*Document excerpt*:
========================================================================

Page 70 - The efficacy and effectiveness of psychological treatments for eating disorders - Elske van den Berg
P. 70

  70 Chapter 3
 Discussion
The study aim was to examine effectiveness and cost-effectiveness following implementation of an EST in a routine treatment center. Two sizeable cohorts of patients were therefore compared, one receiving TAU between 2012-2014, the other receiving CBT-E between 2015-2017. There are two main findings. First, with regard to effectiveness, no significant differences were found between the two cohorts; in both cohorts, eating disorder and general psychopathology, measured with self- reports, decreased significantly. With regard to responders’ remission rates, findings are mixed: with regard to RCI, a significant difference was found in favor of CBT-E. When applying a robust definition of remission, a significant difference was found in favor of the 2012-2014 cohort. Imputed ITT analyses, however, did not show any significant differences between both samples. Comparing completers remission rates (global EDE-Q score < one SD above community mean) of the Byrne and the Knott studies (Byrne et al, 2011; Knott et al, 2015) to the 2015-2017 responders, outcomes are in line, although the Knott rate stands out (66.7% Byrne study; 78.3% Knott study; 62.1% 2015-2017 sample UK norms). When comparing the 2015-2017 robust defined remission rate to the Turner rate (Turner et al., 2015), outcomes appear in line (31% Turner study; 26.1% in 2015-2017), although the Turner study included patients with lower BMIs. Comparing ITT robust remission rates, the 2015-2017 rate seems some- what better (19% Turner study; 31.9% in 2015-2017).
Compared to the 2012-2014 sample, treatment duration and the duration of the inpatient stay reduced in 2015-2017. In addition, by stopping offering outpatient daycare, those contacts reduced significantly as well.

========================================================================

*Dataset excerpts*:
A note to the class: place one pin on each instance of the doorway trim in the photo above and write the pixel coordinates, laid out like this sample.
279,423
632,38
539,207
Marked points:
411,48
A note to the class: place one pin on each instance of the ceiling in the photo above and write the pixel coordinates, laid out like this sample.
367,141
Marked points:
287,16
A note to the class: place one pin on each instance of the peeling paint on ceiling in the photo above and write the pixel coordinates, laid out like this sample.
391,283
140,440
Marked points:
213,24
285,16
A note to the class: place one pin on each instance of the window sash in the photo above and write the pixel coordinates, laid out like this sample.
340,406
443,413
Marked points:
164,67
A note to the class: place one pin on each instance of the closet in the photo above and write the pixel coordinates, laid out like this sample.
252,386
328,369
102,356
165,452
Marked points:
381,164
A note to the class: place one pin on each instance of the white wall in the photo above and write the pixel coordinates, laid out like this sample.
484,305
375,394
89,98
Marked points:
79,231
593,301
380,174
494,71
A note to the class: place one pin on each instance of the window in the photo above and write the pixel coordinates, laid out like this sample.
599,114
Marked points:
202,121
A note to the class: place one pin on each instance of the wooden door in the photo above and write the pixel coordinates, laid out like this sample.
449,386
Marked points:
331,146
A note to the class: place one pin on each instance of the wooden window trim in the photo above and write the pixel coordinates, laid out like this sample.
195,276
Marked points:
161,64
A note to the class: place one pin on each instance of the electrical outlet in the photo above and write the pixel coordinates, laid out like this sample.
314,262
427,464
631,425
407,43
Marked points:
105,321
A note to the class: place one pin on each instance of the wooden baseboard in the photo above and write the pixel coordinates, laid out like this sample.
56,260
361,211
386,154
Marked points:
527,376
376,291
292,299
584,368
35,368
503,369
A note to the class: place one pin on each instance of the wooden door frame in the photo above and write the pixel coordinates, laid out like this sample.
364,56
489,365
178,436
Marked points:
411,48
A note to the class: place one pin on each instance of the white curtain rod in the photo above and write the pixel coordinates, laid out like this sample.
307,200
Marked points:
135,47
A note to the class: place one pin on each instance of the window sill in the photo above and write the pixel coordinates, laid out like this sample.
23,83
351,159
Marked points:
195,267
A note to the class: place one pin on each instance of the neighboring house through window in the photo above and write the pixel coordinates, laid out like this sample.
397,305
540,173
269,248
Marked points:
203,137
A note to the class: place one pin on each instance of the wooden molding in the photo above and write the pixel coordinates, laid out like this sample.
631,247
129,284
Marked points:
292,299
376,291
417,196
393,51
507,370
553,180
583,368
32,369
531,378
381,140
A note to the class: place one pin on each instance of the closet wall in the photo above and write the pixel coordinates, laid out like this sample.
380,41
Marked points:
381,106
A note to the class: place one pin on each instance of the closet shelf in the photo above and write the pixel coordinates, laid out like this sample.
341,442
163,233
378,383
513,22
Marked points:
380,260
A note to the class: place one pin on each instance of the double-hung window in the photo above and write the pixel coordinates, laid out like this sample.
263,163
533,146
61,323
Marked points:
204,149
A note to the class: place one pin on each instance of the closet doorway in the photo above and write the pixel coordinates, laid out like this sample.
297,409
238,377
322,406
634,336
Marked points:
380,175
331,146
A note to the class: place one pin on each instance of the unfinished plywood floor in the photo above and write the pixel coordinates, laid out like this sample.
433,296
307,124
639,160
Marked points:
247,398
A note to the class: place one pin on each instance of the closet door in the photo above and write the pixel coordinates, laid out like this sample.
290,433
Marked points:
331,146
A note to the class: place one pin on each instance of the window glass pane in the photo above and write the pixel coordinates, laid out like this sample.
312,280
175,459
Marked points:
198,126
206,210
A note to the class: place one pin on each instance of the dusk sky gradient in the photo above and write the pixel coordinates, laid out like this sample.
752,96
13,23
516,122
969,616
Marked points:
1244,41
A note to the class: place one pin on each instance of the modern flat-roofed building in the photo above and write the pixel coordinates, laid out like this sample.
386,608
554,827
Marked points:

========================================================================

*Check your understanding*:
1 > In the discussion section, which treatment did the 2015-2017 cohort receive?
2 > Edit the discussion section starting at "Compared to the" and ending at "significantly as well.", changing "outpatient daycare" to "day treatment".
Answer using only the discussion section.

*List of solutions*:
1 > CBT-E.

2 >
Compared to the 2012-2014 sample, treatment duration and the duration of the inpatient stay reduced in 2015-2017. In addition, by stopping offering day treatment, those contacts reduced significantly as well.